◆ Consigne
Poursuivez l'extrait sur l'influence du contexte dans l'analyse des preuves en reprenant juste après sa dernière phrase.

◆ Extrait
Je trouve que c’est l’étude qui est biaisée, si on te donne un dossier en disant qu’il y a des preuves, et que tu n’en trouve pas, tu vas forcément penser que tu les a ratées, et tout reprendre, donc en trouver plus que si on ne t’avais rien dit. Ou alors le contexte de l’étude est mal expliqué.


Justement, c’était l’objet de l’étude. Tu donnes les mêmes preuves à tout le monde et t’as trois groupes à qui tu donnes des variantes subjectives du brief, du genre :
1 - Il faudrait analyser ces données… pour appuyer les aveux du suspect (groupe culpabilité)
2 - Il faudrait analyser ces données… dans une affaire (groupe témoin)
3 - Il faudrait analyser ces données… mais a priori il a rien fait (groupe innocence)



Et grosso modo, quand c’est pour innocenter tu te limites à quelques vérifications de routine et tu rates des traces, quand c’est pour faire tomber tu creuses au maximum et tu n’en rates pas, et quand c’est neutre t’as une tendance à t’approcher de ceux qui cherchent la culpabilité.

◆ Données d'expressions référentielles
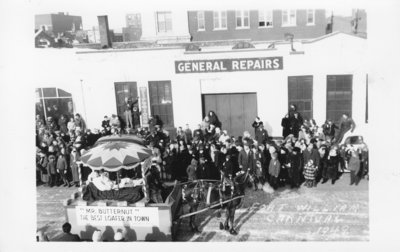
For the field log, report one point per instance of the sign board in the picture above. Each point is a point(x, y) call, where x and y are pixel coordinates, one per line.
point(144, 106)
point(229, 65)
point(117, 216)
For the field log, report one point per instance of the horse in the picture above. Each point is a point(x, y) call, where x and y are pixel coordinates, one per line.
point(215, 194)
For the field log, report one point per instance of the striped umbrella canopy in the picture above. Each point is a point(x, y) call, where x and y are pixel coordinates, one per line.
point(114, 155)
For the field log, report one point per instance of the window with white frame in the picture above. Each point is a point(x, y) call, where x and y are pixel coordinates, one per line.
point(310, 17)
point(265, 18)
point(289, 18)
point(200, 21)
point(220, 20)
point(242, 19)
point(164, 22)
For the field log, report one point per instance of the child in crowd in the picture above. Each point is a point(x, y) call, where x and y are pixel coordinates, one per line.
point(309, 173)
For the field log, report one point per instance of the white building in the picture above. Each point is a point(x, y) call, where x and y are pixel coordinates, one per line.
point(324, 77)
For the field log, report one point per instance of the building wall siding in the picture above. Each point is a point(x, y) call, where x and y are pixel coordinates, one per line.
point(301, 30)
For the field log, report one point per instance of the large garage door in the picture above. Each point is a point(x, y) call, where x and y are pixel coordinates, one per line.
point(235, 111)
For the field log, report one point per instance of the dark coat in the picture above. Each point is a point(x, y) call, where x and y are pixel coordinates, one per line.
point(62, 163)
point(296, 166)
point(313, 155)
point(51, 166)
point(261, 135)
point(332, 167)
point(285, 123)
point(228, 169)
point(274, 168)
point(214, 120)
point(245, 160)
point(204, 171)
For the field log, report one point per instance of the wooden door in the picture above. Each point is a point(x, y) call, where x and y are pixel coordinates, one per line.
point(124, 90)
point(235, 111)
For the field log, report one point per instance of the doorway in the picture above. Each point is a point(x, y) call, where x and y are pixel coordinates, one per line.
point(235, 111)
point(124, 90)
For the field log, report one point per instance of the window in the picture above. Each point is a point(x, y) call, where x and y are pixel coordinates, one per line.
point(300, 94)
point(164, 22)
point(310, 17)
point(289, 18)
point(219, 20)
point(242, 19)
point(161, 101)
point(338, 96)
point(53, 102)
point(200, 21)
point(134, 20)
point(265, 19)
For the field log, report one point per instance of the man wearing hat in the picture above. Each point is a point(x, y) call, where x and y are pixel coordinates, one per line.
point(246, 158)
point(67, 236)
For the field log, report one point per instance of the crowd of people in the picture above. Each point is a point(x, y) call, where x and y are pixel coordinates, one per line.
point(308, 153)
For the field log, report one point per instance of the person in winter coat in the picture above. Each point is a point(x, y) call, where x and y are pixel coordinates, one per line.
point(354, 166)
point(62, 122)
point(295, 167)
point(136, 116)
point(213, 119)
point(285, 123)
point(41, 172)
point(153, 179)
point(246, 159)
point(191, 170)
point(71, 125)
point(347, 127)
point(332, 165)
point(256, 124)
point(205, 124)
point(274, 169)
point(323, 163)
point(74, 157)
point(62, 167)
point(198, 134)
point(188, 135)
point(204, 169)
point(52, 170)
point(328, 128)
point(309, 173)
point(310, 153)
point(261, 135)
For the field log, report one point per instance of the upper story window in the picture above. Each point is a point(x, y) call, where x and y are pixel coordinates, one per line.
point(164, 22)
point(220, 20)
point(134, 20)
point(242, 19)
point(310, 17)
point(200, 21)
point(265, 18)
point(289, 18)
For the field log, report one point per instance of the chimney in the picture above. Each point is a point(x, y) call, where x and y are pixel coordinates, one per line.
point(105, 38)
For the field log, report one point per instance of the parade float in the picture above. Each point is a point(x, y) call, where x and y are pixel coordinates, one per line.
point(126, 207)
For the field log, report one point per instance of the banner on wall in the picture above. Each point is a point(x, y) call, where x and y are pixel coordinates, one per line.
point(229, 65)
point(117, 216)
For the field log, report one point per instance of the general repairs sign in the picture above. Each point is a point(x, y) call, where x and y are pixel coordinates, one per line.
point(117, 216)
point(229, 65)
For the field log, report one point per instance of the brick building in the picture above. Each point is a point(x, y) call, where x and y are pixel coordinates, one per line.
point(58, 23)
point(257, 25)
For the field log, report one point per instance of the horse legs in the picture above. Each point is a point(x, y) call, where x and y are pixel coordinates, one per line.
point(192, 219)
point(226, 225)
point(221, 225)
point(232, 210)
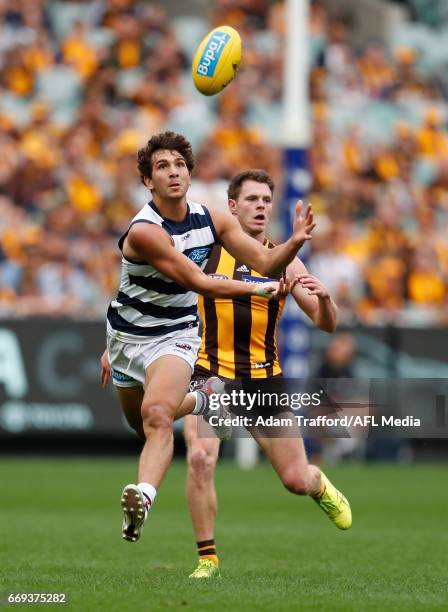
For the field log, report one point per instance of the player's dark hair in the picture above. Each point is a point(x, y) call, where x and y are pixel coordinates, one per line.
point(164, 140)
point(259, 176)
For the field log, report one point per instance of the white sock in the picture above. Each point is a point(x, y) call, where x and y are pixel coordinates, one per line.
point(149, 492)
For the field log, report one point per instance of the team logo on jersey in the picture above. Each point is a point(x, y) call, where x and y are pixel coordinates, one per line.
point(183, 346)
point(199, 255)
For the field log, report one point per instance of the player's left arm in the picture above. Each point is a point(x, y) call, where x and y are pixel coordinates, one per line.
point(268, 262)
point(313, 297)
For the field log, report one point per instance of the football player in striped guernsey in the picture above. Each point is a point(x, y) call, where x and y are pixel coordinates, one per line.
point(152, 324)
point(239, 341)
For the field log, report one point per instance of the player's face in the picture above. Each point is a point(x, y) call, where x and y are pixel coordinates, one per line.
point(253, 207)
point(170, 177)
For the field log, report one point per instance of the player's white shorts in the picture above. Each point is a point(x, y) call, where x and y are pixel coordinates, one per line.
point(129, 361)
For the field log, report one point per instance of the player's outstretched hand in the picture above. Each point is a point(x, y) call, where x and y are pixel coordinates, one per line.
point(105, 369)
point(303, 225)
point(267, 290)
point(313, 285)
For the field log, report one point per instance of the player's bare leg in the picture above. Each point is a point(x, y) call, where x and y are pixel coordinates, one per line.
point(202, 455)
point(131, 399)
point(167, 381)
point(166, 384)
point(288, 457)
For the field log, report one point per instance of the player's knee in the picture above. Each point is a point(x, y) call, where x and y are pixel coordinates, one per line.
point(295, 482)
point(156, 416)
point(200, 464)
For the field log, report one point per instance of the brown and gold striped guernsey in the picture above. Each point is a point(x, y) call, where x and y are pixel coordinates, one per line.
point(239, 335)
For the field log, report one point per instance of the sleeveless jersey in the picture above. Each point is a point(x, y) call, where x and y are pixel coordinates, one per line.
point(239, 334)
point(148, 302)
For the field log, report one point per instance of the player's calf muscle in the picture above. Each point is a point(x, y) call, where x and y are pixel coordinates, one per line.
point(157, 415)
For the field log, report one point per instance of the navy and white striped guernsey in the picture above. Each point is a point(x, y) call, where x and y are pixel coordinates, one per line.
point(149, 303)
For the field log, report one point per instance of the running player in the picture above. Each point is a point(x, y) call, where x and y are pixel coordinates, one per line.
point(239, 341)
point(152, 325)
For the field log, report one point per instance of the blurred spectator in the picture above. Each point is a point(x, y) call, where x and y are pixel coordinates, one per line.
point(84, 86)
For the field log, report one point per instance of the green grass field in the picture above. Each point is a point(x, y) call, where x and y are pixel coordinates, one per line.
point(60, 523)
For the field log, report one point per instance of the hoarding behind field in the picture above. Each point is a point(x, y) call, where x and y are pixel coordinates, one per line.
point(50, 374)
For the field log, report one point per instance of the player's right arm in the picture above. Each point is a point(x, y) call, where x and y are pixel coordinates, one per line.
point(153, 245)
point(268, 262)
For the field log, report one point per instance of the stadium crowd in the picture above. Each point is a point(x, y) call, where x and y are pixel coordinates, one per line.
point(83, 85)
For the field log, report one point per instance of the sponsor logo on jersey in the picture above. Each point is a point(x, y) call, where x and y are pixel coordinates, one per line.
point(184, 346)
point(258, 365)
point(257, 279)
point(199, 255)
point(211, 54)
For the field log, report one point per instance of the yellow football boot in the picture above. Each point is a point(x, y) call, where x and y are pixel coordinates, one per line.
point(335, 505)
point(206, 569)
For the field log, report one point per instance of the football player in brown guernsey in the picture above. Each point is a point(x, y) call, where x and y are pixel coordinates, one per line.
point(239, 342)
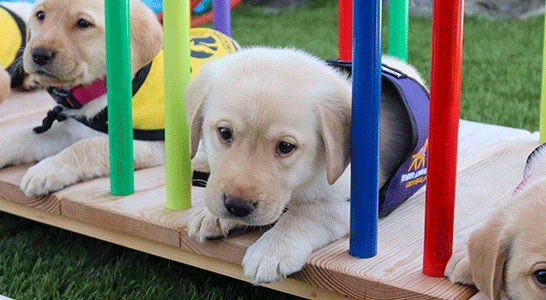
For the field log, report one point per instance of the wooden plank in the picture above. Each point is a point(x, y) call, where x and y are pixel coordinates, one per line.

◆ Réponse
Ce dernier résultat pourrait étonner, mais contrairement à la justice dans sa globalité (et sa présomption d’innocente), le rôle de l’expert serait plutôt de partir du principe que tout le monde est coupable et de chercher les éléments qui peuvent le démontrer. Notamment car l’innocent n’a aucune preuve de culpabilité.



Bref, il faut donc transmettre les demandes d’expertises de manière aveugle, sans aucune présomption rattachée.